_Source text_:
Maintaining the stockpiles
After agreeing to the zero yield CTBT, several of the NWS have emphasised the importance of building up research and skills in alternative activities, including laboratory testing and simulations. The United States has its $4 billion 'scientific based stockpile stewardship' plans. This includes a planned programme of 'subcritical' tests, using the Nevada Test Site, and the National Ignition Facility (NIF) at the Lawrence Livermore National Laboratory, where inertial confinement fusion (ICF) experiments are to be conducted. Los Alamos has the Dual Axis Radiographic Hydrotest (DARHT) facility underway and plans for an Advanced Hydrotest Facility at the Nevada site.
Less is known about the programmes and facilities of the other NWS. When it accepted the zero yield decision in May 1996, Russia spoke of stockpile management in terms almost identical with the US. MinAtom subsequently procured supercomputer technology from the United States for Arzamas-16 and Chelyabinsk-70, despite US attempts to pull out of a deal that Moscow thought had been promised when Yeltsin agreed to the zero yield decision. The Russians want to put in place a programme able to analyse and evaluate data from past tests and develop advanced computer codes to simulate the processes of thermonuclear explosions. The programme would incorporate hydrodynamic testing and laboratory experiments. Like the US, Russia wants to use and maintain its remaining underground test site, in part as an insurance against break-out, should the test ban or non-proliferation regime fail. But Russian officials acknowledge that they lag behind the US in money and facilities. They fear that if the US programme is intended to push forward the frontiers of nuclear research and development without testing, Russia would not be able to finance the programmes to keep up.
France is building its own ignition facility for ICF, the Laser Mégajoule near Bordeaux, and has begun construction on a DARHT-style facility for conducting hydrodynamic experiments, known as AIRIX. One of the justifications for the final six nuclear tests which France insisted on in 1995-6 was calibration of its computerised simulation capabilities, the 10 billion French franc programme: Préparation a La Limitation des Essais Nucléaires (PALEN). Britain would be very dependent on US cooperation and facilities if Aldermaston scientists wished to pursue this kind of research to any significant level. To bring reluctant P-5 nuclear institutions on board the zero yield decision, the US has reportedly offered to share some of its data and expertise, not only with its NATO allies, Britain and France, but also potentially with Russia and China.
Assessment of how much will be possible under these programmes must be balanced with the recognition that nuclear weapon laboratories are in the business of talking up their capabilities to their government funders. Likewise, governments undertaking arms control measures - and especially those subject to democratic ratification processes - must reassure their military by minimising the effect the legal constraints will have. Nevertheless, Theodore Taylor, formerly a nuclear weapon designer at the Los Alamos National Laboratory, has raised concerns that inertial confinement fusion experiments could provide data useful to the design of new types of nuclear weapons. The recent deployment of the modified B61-11 earth-penetrating gravity bomb has also been cited as an example of a significant enhancement accomplished without the nuclear test explosions prohibited by the CTBT.

_Task brief_: Pick up the text on maintaining nuclear weapon stockpiles under the test ban after its final sentence and carry it on.

_Entries shown_:
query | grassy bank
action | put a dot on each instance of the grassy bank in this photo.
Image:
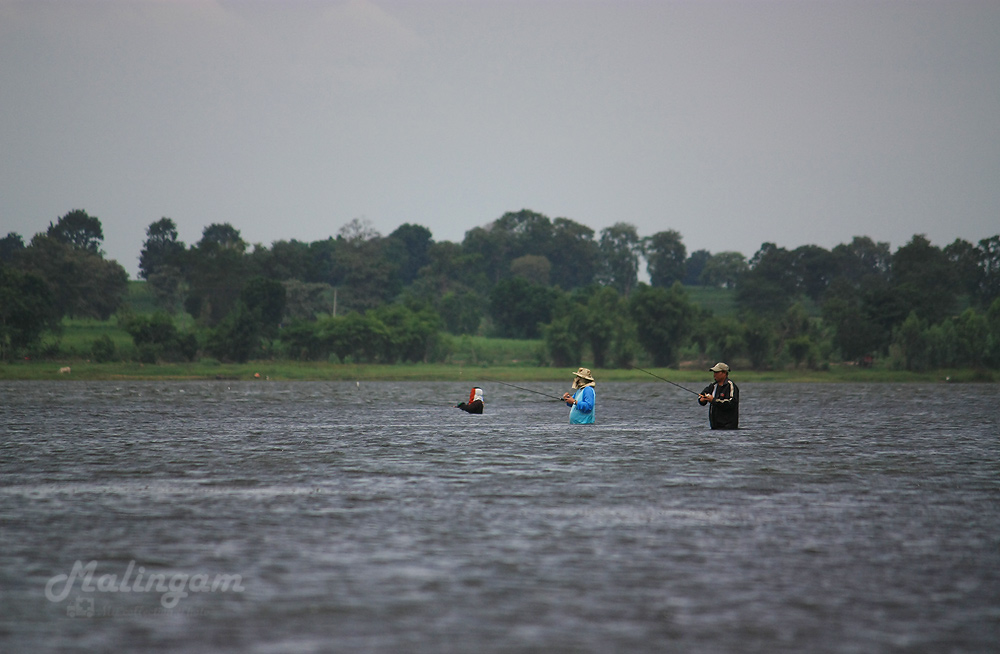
(473, 374)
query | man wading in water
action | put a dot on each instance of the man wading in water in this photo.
(583, 398)
(723, 398)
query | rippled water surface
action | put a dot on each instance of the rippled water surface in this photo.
(378, 518)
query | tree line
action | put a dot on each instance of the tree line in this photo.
(362, 296)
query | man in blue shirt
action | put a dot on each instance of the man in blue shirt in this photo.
(582, 399)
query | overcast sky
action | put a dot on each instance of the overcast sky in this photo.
(734, 123)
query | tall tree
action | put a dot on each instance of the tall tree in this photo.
(78, 230)
(663, 319)
(769, 286)
(814, 268)
(574, 254)
(924, 279)
(620, 247)
(665, 258)
(82, 283)
(215, 274)
(408, 246)
(27, 309)
(161, 248)
(519, 308)
(694, 265)
(989, 265)
(10, 246)
(723, 270)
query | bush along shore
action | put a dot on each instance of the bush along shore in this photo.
(263, 371)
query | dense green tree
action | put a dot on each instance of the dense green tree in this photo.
(156, 338)
(78, 230)
(411, 332)
(574, 254)
(535, 268)
(664, 319)
(665, 258)
(814, 269)
(81, 282)
(306, 301)
(965, 257)
(759, 335)
(723, 270)
(27, 309)
(605, 310)
(769, 287)
(408, 246)
(355, 336)
(215, 273)
(849, 311)
(924, 280)
(519, 308)
(694, 265)
(461, 311)
(861, 259)
(620, 248)
(10, 246)
(565, 335)
(266, 299)
(237, 337)
(991, 354)
(989, 266)
(161, 248)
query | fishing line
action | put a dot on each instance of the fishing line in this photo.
(666, 380)
(497, 381)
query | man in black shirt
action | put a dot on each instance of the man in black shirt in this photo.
(723, 398)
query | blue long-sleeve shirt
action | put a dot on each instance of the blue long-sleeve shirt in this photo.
(582, 413)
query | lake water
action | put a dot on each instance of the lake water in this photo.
(375, 517)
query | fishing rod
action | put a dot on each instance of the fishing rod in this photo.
(666, 380)
(497, 381)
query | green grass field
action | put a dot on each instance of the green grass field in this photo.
(473, 359)
(693, 379)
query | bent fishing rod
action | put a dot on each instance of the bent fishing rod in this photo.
(497, 381)
(667, 380)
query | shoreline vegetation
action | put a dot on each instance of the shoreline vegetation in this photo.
(80, 370)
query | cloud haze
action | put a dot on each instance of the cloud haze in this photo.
(734, 123)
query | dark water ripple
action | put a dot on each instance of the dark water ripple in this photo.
(376, 517)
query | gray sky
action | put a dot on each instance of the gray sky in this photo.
(734, 123)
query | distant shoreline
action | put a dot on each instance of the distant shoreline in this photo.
(312, 371)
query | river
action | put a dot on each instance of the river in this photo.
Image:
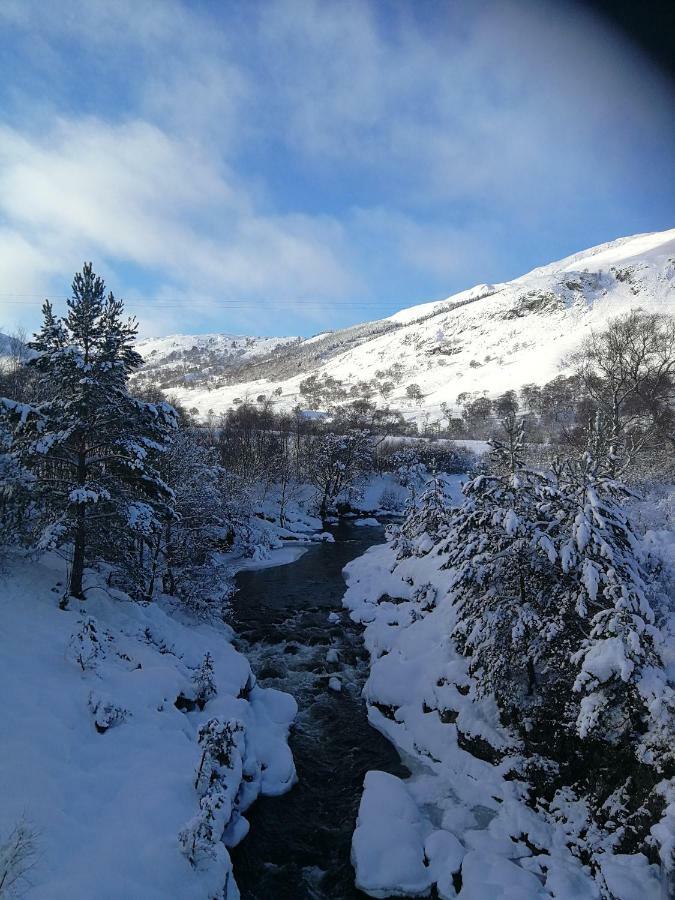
(299, 844)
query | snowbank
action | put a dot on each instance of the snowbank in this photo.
(97, 757)
(462, 795)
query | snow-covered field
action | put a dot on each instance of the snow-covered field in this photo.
(97, 759)
(488, 339)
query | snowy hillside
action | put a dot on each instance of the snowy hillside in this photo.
(490, 338)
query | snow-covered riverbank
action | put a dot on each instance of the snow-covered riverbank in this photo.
(97, 759)
(462, 819)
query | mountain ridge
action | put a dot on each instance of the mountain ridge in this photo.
(484, 340)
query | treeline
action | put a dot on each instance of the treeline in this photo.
(128, 480)
(562, 615)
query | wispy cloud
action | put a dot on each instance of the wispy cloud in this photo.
(290, 150)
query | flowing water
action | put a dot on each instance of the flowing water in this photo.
(299, 844)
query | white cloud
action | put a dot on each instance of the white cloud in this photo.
(442, 140)
(131, 194)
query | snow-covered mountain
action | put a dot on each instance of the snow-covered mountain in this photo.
(490, 338)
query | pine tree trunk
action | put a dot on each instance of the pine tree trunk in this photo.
(79, 543)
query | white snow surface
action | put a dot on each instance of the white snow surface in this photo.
(488, 339)
(108, 807)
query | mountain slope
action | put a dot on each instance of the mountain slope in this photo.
(490, 338)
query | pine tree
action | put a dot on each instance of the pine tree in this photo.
(90, 444)
(604, 557)
(426, 522)
(500, 552)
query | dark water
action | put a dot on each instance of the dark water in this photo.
(299, 844)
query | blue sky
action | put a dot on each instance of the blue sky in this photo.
(288, 166)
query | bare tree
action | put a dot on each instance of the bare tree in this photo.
(628, 370)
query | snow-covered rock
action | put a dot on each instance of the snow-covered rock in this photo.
(96, 755)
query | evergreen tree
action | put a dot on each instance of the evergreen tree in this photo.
(603, 555)
(426, 522)
(90, 445)
(501, 553)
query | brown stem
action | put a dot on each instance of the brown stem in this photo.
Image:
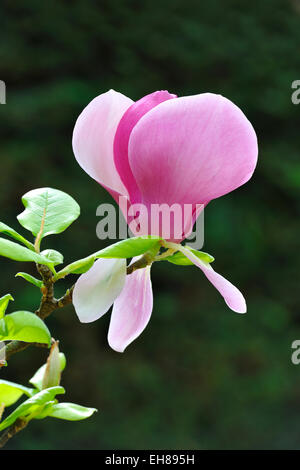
(18, 425)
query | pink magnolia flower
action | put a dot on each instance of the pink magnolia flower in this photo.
(158, 150)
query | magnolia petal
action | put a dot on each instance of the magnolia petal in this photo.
(96, 290)
(132, 310)
(232, 296)
(191, 150)
(93, 138)
(126, 124)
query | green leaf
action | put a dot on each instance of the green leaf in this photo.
(37, 379)
(55, 257)
(70, 411)
(180, 259)
(11, 392)
(12, 233)
(24, 326)
(31, 279)
(48, 211)
(128, 248)
(3, 304)
(17, 252)
(32, 407)
(83, 265)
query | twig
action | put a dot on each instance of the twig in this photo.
(18, 425)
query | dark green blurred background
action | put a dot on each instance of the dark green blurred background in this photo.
(200, 376)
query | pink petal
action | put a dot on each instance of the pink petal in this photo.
(191, 150)
(127, 123)
(132, 310)
(232, 296)
(96, 290)
(93, 138)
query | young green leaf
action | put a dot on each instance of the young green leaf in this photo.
(24, 326)
(48, 211)
(128, 248)
(37, 379)
(3, 304)
(19, 253)
(12, 233)
(55, 257)
(32, 407)
(36, 282)
(180, 259)
(10, 392)
(70, 411)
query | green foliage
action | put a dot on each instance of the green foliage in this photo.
(70, 411)
(48, 211)
(24, 326)
(53, 369)
(32, 407)
(12, 233)
(128, 248)
(38, 378)
(199, 377)
(36, 282)
(55, 257)
(179, 258)
(11, 392)
(3, 304)
(19, 253)
(42, 402)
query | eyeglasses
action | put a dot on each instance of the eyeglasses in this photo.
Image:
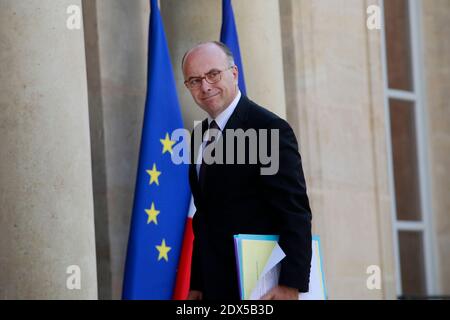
(211, 77)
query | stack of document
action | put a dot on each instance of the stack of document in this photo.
(258, 260)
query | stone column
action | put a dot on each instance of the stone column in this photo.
(436, 49)
(190, 22)
(334, 84)
(46, 221)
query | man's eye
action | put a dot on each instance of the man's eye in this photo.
(194, 82)
(213, 74)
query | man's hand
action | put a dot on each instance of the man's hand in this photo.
(281, 293)
(195, 295)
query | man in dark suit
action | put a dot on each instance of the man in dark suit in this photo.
(233, 198)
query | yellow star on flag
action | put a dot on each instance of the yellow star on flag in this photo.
(163, 250)
(152, 214)
(154, 174)
(167, 144)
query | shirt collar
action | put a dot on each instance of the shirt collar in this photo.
(223, 117)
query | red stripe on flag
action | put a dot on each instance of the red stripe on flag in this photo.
(184, 267)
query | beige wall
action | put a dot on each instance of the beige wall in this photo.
(46, 201)
(436, 30)
(116, 42)
(335, 100)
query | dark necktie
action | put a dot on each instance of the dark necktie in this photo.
(204, 166)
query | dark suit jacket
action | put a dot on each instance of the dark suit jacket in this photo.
(237, 199)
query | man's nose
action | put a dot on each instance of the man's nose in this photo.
(206, 86)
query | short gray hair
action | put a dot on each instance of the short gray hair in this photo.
(221, 45)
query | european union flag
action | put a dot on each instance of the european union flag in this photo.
(162, 194)
(228, 35)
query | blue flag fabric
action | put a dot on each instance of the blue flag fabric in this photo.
(228, 35)
(162, 194)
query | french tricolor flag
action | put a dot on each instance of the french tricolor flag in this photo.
(184, 265)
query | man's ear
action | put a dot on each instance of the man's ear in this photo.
(236, 73)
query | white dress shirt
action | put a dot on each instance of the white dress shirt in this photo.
(221, 121)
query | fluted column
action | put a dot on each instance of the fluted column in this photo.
(47, 245)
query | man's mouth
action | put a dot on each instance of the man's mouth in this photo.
(210, 97)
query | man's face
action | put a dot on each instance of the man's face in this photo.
(213, 98)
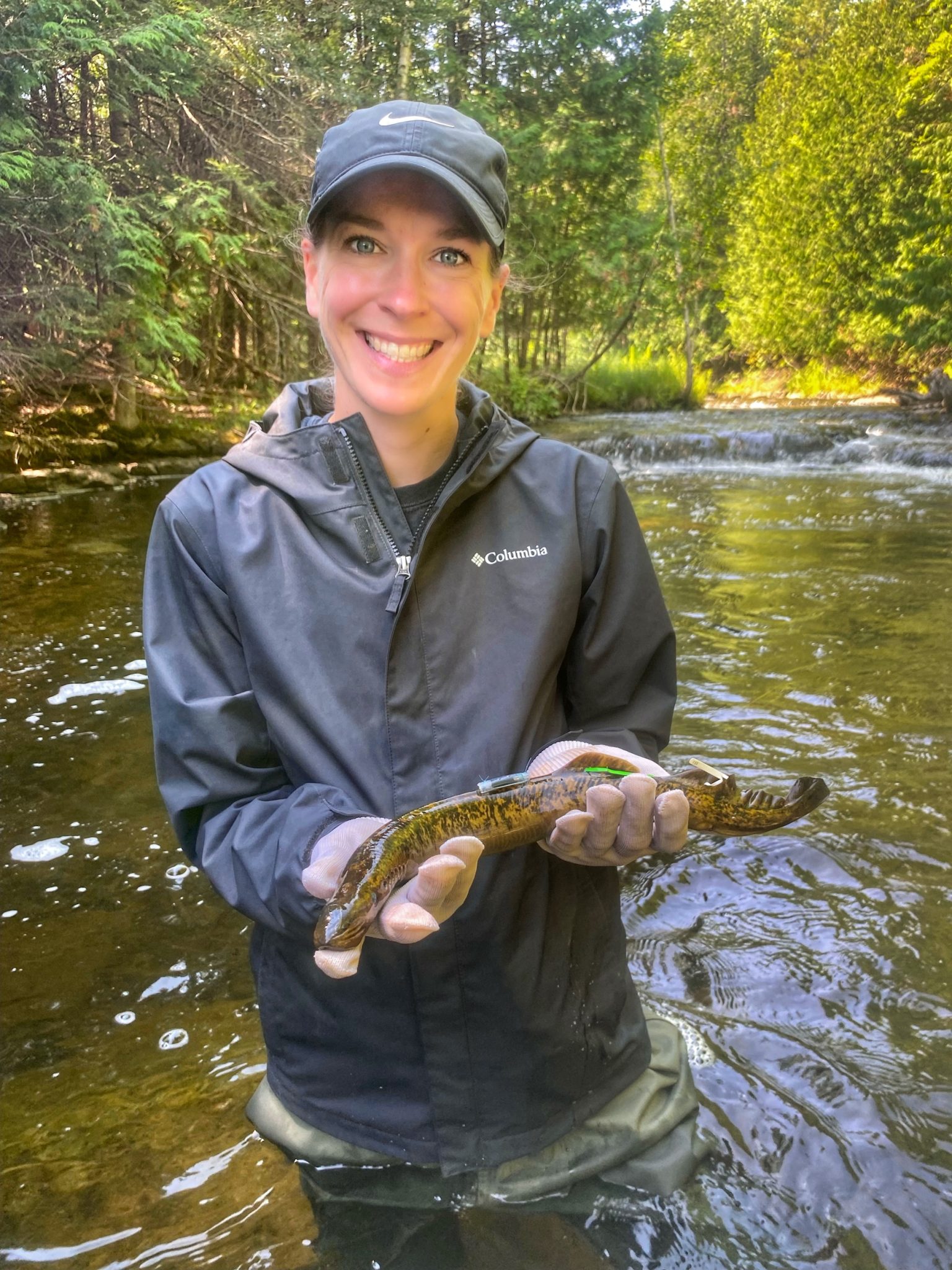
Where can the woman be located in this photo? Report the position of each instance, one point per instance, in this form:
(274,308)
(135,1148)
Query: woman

_Answer to this exercise_:
In statements to the CD, the UN General Assembly and First Committee, some of the non-aligned countries, notably India and Pakistan, have repeatedly raised concerns about how much modernisation and qualitative improvement is possible if the NWS take a mechanistic view of the CTBT and seek to replace what they are giving up under the Treaty by testing with high-tech research facilities in the laboratories. India and Pakistan have made clear that the credibility of the CTBT rests in part on how it affects vertical as well as horizontal proliferation. It may be partly accurate to call their criticisms self-serving, as some P-5 officials have, but these concerns are shared by many more, from scientists and arms control experts within the NWS to government officials and diplomats among the non-nuclear countries.
Richard Garwin, a former nuclear weapon designer, said in 1993 that "a reliable stockpile of nuclear weapons identical to those that we plan to keep in the inventory after 1996 can be maintained for many decades by the same kind of sampling and non-nuclear testing and remanufacturing that we practise now." Other US nuclear scientists support the view that an 'engineering-based' stockpile stewardship programme would be adequate for maintaining the ten warhead designs the US intends to keep in its stockpile. But this would be if they ruled out modifying or improving the weapons. Juxtaposed with the expensive and high tech shopping list in the 'science-based stockpile stewardship' programme adopted by Clinton, an engineering approach would rely on warhead surveillance, computer simulation, chemical experiments, and laboratory experiments on weapon components to monitor ageing, ensure safety and provide confidence. It would not require subcritical experiments, the National Ignition Facility or DARHT.
Kortunov made the same point with respect to the Russian arsenal: "Stockpile confidence could be maintained without nuclear testing, by continuing to disassemble sample warheads, inspecting them for evidence of deterioration, and non-nuclear testing of the components. The non-nuclear tests include imploding instrumented primaries after the fissile material is replaced by inert material and following the progression of the implosion with fast X-ray cameras. Indeed, these procedures lie at the heart both of the Russian and the US reliability testing programmes today." During the first preparatory meeting of the 2000 Review Conference of the States Parties to the NPT, held in New York in April 1997, NGOs and arms control specialists raised concerns about the costs, scope and intentions of science-based stockpile stewardship and its implications for the credibility of the CTBT. The US government was urged to cancel the planned subcritical tests and to redefine stockpile stewardship as: "passive caretaking of existing arsenals under safe conditions and international safeguards, while they await disablement and dismantlement pursuant to article VI of the NPT."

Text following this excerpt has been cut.